▸ WHAT IS ASKED
Reproduce the material in full, exactly as written.

▸ DATASET EXCERPTS
>>>
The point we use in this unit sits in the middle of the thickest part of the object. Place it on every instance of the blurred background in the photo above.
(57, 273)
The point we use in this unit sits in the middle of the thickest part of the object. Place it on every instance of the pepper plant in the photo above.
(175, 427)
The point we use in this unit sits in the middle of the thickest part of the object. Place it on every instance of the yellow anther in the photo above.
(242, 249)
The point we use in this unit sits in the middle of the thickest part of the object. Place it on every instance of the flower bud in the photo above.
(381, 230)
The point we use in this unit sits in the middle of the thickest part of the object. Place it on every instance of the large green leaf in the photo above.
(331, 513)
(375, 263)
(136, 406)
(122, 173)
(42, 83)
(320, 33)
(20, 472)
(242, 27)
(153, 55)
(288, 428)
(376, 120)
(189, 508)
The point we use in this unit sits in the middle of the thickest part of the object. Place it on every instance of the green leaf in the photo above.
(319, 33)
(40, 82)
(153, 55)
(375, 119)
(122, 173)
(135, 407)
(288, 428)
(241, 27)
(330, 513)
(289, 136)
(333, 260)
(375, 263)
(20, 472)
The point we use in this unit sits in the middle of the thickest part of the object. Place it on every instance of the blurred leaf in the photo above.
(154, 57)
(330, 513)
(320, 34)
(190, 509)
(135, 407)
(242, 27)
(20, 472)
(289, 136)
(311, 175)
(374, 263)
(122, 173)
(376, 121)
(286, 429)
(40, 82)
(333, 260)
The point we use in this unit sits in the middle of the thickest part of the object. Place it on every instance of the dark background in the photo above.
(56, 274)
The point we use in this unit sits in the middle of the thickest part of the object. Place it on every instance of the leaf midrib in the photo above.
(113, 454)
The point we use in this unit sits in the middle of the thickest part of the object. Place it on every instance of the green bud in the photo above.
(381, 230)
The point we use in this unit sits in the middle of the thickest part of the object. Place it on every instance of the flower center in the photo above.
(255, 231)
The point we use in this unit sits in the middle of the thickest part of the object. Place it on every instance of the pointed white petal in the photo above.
<<<
▸ COMPLETED TASK
The point we use in this unit sits in the middle of the thickest part of the object. Place it on every instance of the blurred background in the photo above.
(57, 273)
The point we use in this unit sits in the middle of the thickest part of the object. Place it on every instance of the pepper plant in the photo above.
(175, 427)
The point we use in this unit sits in the middle of the thickest part of the object. Place it on every instance of the yellow anther in the photo above.
(242, 249)
The point we use in this unit sits in the middle of the thickest part of the object. Place it on every instance of the flower bud in the photo above.
(381, 230)
The point we use in this unit sits in the middle of the thickest part of the object. Place it on every instance of the large green leaf in the photo above.
(331, 513)
(375, 263)
(136, 406)
(122, 173)
(42, 83)
(320, 33)
(20, 472)
(242, 27)
(153, 55)
(288, 428)
(376, 120)
(189, 508)
The point we use in this unit sits in the middle of the thickest part of the object. Place it on every instance of the green leaf in the photo above.
(319, 33)
(40, 82)
(153, 55)
(375, 119)
(122, 173)
(135, 407)
(288, 428)
(241, 27)
(330, 513)
(289, 136)
(333, 260)
(375, 263)
(20, 472)
The point we use in this unit sits in the middle of the thickest part of the object. Place it on every instance of the blurred leaf in the photo above.
(154, 57)
(330, 513)
(320, 34)
(190, 509)
(135, 407)
(242, 27)
(20, 472)
(289, 136)
(311, 175)
(374, 263)
(122, 173)
(376, 121)
(286, 429)
(40, 82)
(333, 260)
The point we use in this unit sits in the middle of the thickest part of the object. Place it on every instance of the dark background in the photo above.
(56, 274)
The point we use in this unit sits in the middle of the thickest part of the object. Place it on every instance of the leaf midrib in the photo above.
(113, 454)
The point we use in this unit sits in the middle of the thickest part of the object. Place it on every instance of the green bud in the photo above.
(381, 230)
The point we use in this unit sits in the middle of the thickest part of the object. Place it on every instance of the flower center in the photo above.
(255, 231)
The point we use in this unit sits in the middle of the thickest part of the object. Place it on every instance of the pointed white petal in the photo above.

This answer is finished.